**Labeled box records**
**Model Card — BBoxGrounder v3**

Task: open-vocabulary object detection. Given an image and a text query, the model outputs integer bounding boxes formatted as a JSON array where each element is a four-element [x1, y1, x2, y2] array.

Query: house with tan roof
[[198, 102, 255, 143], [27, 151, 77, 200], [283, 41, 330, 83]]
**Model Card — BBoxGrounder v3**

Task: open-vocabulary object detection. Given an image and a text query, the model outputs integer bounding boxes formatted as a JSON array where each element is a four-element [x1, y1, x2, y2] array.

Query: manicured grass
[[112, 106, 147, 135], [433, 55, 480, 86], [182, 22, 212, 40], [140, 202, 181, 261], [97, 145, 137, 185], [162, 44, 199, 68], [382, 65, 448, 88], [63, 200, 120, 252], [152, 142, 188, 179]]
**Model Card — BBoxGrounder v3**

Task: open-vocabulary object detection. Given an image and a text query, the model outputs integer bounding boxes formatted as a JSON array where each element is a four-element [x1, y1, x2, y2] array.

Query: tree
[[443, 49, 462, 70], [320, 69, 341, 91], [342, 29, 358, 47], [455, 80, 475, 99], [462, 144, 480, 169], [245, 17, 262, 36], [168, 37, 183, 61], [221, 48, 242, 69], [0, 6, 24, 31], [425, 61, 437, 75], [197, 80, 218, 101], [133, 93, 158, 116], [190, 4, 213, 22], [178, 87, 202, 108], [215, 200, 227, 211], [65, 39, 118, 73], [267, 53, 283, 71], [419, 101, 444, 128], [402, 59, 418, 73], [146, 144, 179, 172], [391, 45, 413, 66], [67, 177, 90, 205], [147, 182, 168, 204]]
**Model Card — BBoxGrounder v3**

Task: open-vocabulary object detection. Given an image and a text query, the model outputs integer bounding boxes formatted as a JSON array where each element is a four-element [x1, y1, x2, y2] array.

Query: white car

**Given problem**
Copy every line above verbatim.

**Written solution**
**Model Card — BBoxGrounder v3**

Task: open-vocabulary object detection. Given an image and a text query, the model outputs integer bounding boxes formatted as a JSON array where each element is a four-element [x1, y1, x2, y2] array.

Query: house with tan roof
[[198, 102, 255, 143], [27, 151, 77, 200], [283, 41, 330, 83]]
**Model Card — BBoxGrounder v3**

Task: open-vocabulary object detection. Given an image and a text query, the model outputs integer bounding boxes formatted as a JSON array where each element is a four-element [x1, y1, x2, y2] array.

Query: manicured grass
[[112, 106, 147, 135], [433, 55, 480, 86], [182, 22, 212, 40], [140, 202, 181, 261], [97, 145, 137, 185], [162, 44, 199, 68], [382, 65, 448, 88], [63, 200, 120, 252], [152, 142, 188, 179]]
**Model Card — BBoxGrounder v3**

Task: open-vocabulary object detection. Given an image and a text query, the model outputs integer bounding boxes formatted as a JSON array where each element is a four-element [x1, y1, x2, y2] array.

Query: tree
[[443, 49, 462, 70], [320, 69, 341, 91], [342, 29, 358, 47], [455, 80, 475, 99], [462, 144, 480, 169], [245, 17, 262, 36], [168, 37, 183, 61], [221, 48, 242, 69], [0, 6, 24, 31], [425, 61, 437, 75], [197, 80, 218, 101], [133, 93, 158, 116], [190, 4, 213, 22], [178, 87, 202, 108], [215, 200, 227, 211], [65, 39, 118, 73], [267, 53, 283, 71], [419, 101, 444, 128], [402, 59, 418, 73], [146, 144, 179, 172], [391, 45, 413, 66], [67, 177, 90, 205], [147, 182, 168, 204]]
**Model Card — BBoxGrounder v3**

Task: open-vocabulary object detection. Given an image and a text query, the model outputs integer bounding boxes formatted as a JSON array where each element is a four-element [x1, y1, x2, y2] array.

Query: white car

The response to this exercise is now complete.